## Goal 1
Decide whether each statement (a), (b), and (c) agrees with the recipe below. Answer yes or no for each, and quote the deciding words of the recipe. (a) The chicken thighs cook skin-side down for about 6 to 8 minutes. (b) The recipe calls for a green apple. (c) All of the fat is poured off before the shallots are added.

This comforting recipe features juicy bone-in, skin-on chicken thighs braised in fresh apple cider with fragrant shallots, garlic, and sage. Tender kale and crisp apple slices are cooked in the flavorful broth alongside the chicken, creating a perfect balance of savory and sweet. The dish finishes with a touch of tangy apple cider vinegar and a crispy skin option under the broiler, making it an ideal fall-inspired one-pot meal.


Ingredients

Scale

Chicken

  • 1 1/2 to 2 pounds bone-in, skin-on chicken thighs (about 4 to 6)
  • Kosher salt and black pepper, to taste
  • 2 tablespoons canola or grapeseed oil

Aromatics and Sauce

  • 1 cup thinly sliced shallots (2 to 3 medium shallots)
  • 2 tablespoons roughly chopped fresh sage leaves
  • 3 garlic cloves, minced
  • 3/4 cup fresh apple cider
  • 2 tablespoons apple cider vinegar, plus more to taste
  • 2 tablespoons Dijon mustard
  • 3/4 to 1 cup chicken broth, preferably low-sodium

Vegetables and Fruit

  • 1 bunch curly kale (10 to 12 ounces), stemmed, leaves torn into bite-size pieces
  • 1 crisp red apple, such as Fuji, cored and thinly sliced

Instructions

  1. Prepare the chicken: Pat the chicken thighs dry with paper towels and season generously with kosher salt and black pepper on all sides to enhance flavor and ensure a crispy skin when seared.
  2. Sear the chicken: Heat the canola or grapeseed oil in a Dutch oven or heavy pot over medium heat. Add the chicken thighs skin-side down and cook undisturbed until the skin is golden brown and crisp, about 6 to 8 minutes. Flip and cook the other side until lightly browned, around 4 minutes. Transfer the chicken to a plate and set aside.
  3. Sauté aromatics: Pour off all but about 3 tablespoons of the fat from the pot to prevent greasiness. Reduce heat to medium-low and add the sliced shallots and chopped sage. Cook, stirring occasionally, until the shallots become translucent and soft, approximately 3 minutes. Add the minced garlic and stir for about 30 seconds until fragrant, taking care not to burn it.

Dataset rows
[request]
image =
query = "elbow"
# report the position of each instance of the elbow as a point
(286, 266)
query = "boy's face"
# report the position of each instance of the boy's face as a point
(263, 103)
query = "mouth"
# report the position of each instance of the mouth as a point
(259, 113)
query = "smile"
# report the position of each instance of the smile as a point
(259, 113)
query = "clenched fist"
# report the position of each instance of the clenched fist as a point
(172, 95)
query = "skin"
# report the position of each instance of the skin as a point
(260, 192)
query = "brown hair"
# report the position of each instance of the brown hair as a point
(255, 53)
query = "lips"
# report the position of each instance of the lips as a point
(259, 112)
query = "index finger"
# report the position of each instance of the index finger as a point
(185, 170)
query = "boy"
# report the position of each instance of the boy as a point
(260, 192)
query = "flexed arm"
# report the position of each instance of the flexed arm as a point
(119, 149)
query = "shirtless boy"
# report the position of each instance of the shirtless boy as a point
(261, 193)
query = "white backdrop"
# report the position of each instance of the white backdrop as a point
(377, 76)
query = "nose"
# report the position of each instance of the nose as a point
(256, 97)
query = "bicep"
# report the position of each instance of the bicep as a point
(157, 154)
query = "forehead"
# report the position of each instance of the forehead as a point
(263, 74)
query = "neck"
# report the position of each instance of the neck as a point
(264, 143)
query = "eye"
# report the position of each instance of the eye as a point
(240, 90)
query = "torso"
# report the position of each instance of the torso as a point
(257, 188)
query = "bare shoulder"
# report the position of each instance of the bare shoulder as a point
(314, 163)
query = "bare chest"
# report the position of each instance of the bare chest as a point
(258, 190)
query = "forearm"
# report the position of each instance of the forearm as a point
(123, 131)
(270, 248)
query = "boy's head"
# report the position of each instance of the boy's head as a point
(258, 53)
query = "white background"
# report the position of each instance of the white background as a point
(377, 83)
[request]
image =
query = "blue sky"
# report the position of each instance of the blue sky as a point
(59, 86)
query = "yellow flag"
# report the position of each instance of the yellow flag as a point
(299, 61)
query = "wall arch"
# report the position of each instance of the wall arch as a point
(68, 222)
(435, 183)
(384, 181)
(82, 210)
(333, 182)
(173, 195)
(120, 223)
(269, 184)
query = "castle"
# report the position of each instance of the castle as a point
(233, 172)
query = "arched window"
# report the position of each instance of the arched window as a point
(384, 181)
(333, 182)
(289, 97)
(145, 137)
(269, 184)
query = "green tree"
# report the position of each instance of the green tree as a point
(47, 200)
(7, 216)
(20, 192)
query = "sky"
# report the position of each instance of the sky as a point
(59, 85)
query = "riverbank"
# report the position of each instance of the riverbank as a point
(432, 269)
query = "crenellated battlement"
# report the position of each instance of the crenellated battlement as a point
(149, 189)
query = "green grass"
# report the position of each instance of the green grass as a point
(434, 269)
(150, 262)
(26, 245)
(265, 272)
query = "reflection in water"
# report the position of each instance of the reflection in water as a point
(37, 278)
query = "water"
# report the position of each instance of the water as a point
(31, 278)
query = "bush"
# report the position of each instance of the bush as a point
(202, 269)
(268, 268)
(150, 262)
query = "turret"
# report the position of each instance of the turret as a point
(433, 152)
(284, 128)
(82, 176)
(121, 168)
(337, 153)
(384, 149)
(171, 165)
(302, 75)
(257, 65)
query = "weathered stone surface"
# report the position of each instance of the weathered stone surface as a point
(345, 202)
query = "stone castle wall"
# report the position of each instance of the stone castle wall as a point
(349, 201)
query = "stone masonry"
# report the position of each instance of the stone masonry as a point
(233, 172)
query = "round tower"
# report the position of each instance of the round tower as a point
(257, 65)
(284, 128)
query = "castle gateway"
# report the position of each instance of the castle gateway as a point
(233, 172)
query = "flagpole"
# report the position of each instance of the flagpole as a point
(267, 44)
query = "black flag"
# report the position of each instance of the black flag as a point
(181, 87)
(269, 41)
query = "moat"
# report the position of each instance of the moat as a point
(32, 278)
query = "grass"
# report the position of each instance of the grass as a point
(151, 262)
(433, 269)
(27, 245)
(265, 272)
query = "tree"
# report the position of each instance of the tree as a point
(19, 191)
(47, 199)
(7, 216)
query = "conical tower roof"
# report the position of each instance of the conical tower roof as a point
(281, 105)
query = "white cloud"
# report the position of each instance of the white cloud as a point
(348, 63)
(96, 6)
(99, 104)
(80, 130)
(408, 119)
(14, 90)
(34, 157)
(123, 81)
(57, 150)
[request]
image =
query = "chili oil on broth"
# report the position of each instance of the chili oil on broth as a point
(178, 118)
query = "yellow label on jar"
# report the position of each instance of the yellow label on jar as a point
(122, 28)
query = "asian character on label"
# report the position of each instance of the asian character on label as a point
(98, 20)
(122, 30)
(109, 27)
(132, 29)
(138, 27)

## Goal 2
Extract every line of the rows above that contains the string "white".

## Exercise answer 1
(a) Yes: "Add the chicken thighs skin-side down and cook undisturbed until the skin is golden brown and crisp, about 6 to 8 minutes."
(b) No: "1 crisp red apple, such as Fuji, cored and thinly sliced"
(c) No: "Pour off all but about 3 tablespoons of the fat from the pot to prevent greasiness."

## Exercise answer 2
query = "white backdrop"
# report the position of each instance of the white backdrop as a point
query = "white background"
# report the position of each instance of the white background as a point
query = "white cloud"
# report the position of each instance of the white cloud as a point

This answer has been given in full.